*Work order*: In the records below, locate the line containing "Note: the class marks the dark shadow", then output that line and all later lines exactly, through the last one.

[Stored items]
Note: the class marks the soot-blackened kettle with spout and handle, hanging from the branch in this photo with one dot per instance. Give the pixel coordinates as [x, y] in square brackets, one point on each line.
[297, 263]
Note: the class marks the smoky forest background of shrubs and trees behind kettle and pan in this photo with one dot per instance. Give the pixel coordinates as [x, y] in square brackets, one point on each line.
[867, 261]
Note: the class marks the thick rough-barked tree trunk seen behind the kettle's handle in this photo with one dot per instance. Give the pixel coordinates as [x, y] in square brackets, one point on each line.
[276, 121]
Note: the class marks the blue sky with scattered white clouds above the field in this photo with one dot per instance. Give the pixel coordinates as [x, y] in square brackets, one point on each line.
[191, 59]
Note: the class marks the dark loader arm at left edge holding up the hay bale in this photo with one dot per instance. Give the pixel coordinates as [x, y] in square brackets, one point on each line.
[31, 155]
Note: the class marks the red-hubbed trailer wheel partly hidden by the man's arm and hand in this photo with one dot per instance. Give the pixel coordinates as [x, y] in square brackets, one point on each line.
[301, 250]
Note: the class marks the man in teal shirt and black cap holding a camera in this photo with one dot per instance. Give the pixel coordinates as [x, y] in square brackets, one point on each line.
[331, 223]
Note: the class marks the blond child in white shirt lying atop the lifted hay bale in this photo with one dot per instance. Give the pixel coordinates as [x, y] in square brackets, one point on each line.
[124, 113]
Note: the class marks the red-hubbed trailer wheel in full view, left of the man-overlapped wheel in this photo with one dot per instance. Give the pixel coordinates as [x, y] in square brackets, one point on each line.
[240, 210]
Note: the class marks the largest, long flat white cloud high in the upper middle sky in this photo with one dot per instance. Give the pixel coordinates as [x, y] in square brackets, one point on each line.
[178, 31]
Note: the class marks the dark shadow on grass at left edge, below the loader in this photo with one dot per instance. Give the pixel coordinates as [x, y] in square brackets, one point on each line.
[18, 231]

*Task output*:
Note: the class marks the dark shadow on grass at left edge, below the loader in this photo with one dot per instance. Give the pixel coordinates as [x, y] in square brackets, one point on each line.
[18, 231]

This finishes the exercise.